*** Source material ***

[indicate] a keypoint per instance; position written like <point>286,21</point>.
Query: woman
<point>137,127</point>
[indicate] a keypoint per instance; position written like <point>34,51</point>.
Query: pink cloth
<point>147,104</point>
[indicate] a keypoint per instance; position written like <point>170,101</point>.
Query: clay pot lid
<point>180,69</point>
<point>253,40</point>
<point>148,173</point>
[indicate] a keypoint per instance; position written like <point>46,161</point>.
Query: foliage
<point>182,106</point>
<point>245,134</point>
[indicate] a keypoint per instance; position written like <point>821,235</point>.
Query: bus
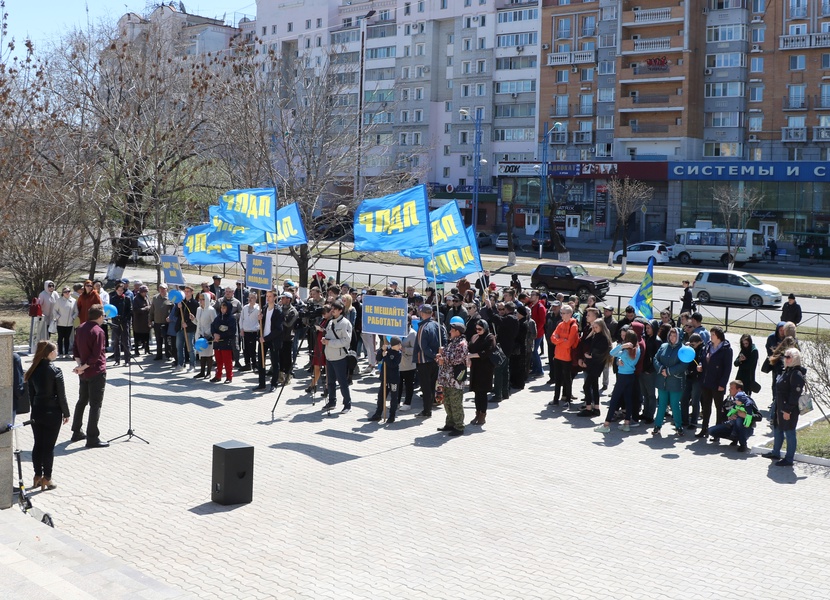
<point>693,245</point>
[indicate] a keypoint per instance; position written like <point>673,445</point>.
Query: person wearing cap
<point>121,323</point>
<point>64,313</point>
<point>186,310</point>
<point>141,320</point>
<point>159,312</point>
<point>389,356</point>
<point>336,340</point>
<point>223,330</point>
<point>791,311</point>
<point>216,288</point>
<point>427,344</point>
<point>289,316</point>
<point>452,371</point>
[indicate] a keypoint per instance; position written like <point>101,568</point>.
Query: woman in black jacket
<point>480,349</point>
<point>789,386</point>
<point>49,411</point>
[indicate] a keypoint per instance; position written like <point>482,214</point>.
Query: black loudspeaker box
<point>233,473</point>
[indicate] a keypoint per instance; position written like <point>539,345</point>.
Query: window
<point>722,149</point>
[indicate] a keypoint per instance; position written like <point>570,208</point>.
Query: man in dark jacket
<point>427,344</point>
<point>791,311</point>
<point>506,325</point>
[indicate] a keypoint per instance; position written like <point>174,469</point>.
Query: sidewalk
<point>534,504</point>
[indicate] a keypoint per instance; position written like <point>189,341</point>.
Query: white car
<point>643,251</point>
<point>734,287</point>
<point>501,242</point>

*** End of Source material ***

** The problem **
Report the count of lines in the listing above that include "like", and nothing more.

** Output for this exercise **
12